## Given instruction
Only the pictures are to be left out; set down the rest of the records exactly.

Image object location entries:
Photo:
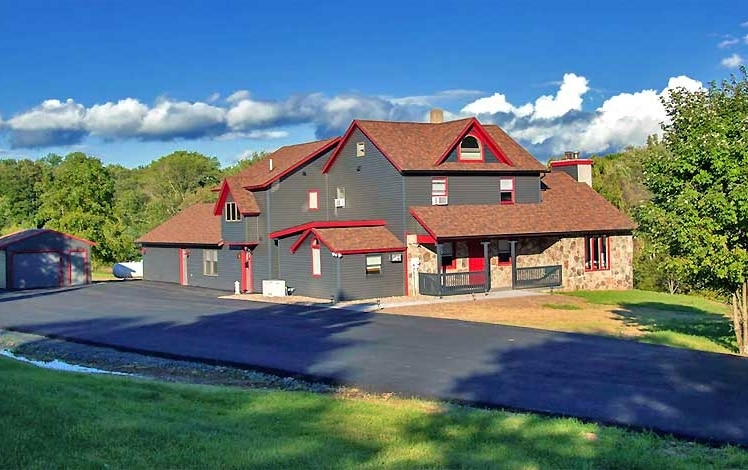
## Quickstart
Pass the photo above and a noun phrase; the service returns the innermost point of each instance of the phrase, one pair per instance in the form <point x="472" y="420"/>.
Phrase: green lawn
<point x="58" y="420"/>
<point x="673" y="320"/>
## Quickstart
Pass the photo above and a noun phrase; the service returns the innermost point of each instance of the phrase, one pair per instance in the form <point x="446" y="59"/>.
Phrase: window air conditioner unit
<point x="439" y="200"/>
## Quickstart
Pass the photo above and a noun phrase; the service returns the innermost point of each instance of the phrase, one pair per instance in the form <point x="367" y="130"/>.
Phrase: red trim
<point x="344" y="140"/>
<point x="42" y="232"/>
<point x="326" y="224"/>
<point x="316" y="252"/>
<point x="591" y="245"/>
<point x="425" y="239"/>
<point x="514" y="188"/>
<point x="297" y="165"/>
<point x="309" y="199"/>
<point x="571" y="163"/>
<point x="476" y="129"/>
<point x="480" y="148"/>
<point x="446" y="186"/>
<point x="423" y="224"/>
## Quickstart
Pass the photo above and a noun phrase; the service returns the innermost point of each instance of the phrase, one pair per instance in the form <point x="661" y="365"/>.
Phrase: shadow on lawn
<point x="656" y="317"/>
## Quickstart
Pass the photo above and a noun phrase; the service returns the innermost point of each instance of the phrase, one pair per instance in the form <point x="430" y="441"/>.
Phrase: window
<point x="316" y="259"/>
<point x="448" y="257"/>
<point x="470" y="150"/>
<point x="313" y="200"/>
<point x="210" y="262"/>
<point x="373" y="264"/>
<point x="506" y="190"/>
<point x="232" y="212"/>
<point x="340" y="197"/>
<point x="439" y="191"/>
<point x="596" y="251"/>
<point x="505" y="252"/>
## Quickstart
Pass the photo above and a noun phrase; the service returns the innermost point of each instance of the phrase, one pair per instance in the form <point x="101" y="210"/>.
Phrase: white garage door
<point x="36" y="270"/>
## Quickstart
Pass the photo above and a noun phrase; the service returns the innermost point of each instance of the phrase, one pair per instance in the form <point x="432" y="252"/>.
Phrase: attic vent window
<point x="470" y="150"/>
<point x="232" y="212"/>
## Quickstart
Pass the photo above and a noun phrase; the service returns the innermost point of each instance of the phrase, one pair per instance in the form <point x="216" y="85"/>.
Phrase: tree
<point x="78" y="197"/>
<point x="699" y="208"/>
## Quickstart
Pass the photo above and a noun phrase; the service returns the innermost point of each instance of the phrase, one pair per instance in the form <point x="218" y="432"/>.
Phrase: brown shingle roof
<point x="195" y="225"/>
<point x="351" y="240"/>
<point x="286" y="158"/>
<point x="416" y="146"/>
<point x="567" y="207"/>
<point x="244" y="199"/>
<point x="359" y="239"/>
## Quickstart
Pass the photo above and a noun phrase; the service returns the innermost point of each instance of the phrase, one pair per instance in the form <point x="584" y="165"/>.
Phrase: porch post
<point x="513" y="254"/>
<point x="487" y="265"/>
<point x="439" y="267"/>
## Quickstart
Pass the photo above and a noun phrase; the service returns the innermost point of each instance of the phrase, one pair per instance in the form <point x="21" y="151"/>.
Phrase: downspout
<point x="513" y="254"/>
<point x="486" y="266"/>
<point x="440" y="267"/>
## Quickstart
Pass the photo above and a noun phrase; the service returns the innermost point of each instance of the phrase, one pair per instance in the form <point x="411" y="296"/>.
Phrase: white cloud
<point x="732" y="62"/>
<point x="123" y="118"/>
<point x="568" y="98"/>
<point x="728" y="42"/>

## Output for this exercise
Photo:
## Quickstart
Pass the photo above and a noun phrase; the service returns the innermost point of each instance of the phrase, one pair per instance in the form <point x="472" y="420"/>.
Phrase: green lawn
<point x="58" y="420"/>
<point x="673" y="320"/>
## Quickstart
Pass the photo above and a noun phrase; the service returns the innermost point of each instance of the phrase, one pair per instance in the form <point x="446" y="59"/>.
Phrase: window air conditioner unit
<point x="439" y="200"/>
## Quickstart
Pass the photo above and a noun phrase; the service returns the innermost point of each instance of the phrase, one pair per instance in the form <point x="367" y="130"/>.
Phrase: red trim
<point x="344" y="140"/>
<point x="42" y="232"/>
<point x="326" y="224"/>
<point x="316" y="252"/>
<point x="591" y="245"/>
<point x="425" y="239"/>
<point x="514" y="188"/>
<point x="297" y="165"/>
<point x="309" y="199"/>
<point x="571" y="163"/>
<point x="476" y="129"/>
<point x="480" y="148"/>
<point x="446" y="186"/>
<point x="423" y="224"/>
## Quickstart
Pass the photo above and a noun phrase; the service returns the innermost point of each instance of the phrase, one pair per instance in the form <point x="661" y="365"/>.
Phrase: shadow on lawn
<point x="656" y="317"/>
## Quickstart
Pass the photo above and a noun phrase; the service returns the innermost point of each instance of the phrase, one pair per instance in the form <point x="430" y="441"/>.
Phrase: window
<point x="316" y="259"/>
<point x="448" y="257"/>
<point x="470" y="150"/>
<point x="313" y="200"/>
<point x="210" y="262"/>
<point x="373" y="264"/>
<point x="506" y="190"/>
<point x="232" y="212"/>
<point x="340" y="197"/>
<point x="439" y="191"/>
<point x="596" y="251"/>
<point x="505" y="252"/>
## Quickstart
Pass the photo above and a noun phrase; the service returns the innermost point of each instance of the phrase, one pair per instance in the form <point x="101" y="210"/>.
Phrase: white garage door
<point x="36" y="270"/>
## Quickstart
Pass the photo above and a noun phrase; the service returns the innermost point of each instance of the phrase, one pair per instance in the form <point x="432" y="252"/>.
Phrase: attic vent window
<point x="470" y="150"/>
<point x="232" y="212"/>
## Quickstart
Pass the photo above and a noun phrase; the service returns the innermost point of each instance of the phrase, one pair per instance in the form <point x="216" y="85"/>.
Phrase: tree
<point x="78" y="197"/>
<point x="699" y="208"/>
## Quickstart
Pass the photo above and a noun phrase; the service returns the innermost point of each instance of the phrase, one pair per instance in the form <point x="218" y="432"/>.
Phrase: brown shingle roof
<point x="195" y="225"/>
<point x="351" y="240"/>
<point x="286" y="158"/>
<point x="416" y="146"/>
<point x="567" y="207"/>
<point x="244" y="199"/>
<point x="359" y="239"/>
## Quickstart
Pass the photo above and a noun phrase; the service returns the innermost point of each instance of the phrase, one pair per instance in the form <point x="584" y="165"/>.
Phrase: porch post
<point x="513" y="254"/>
<point x="487" y="265"/>
<point x="439" y="267"/>
## Quickstart
Pass the photo above and a noun phrase; the service returns the innermost point of each instance of the phrase, one pair per instance in the form <point x="21" y="151"/>.
Phrase: downspout
<point x="513" y="254"/>
<point x="486" y="266"/>
<point x="440" y="267"/>
## Quickstart
Pass the photo above and a noun phrase; the service returns the innermost point of each instance of the phrase, one pair per instance in the form <point x="411" y="296"/>.
Phrase: white cloud
<point x="732" y="62"/>
<point x="123" y="118"/>
<point x="568" y="98"/>
<point x="728" y="42"/>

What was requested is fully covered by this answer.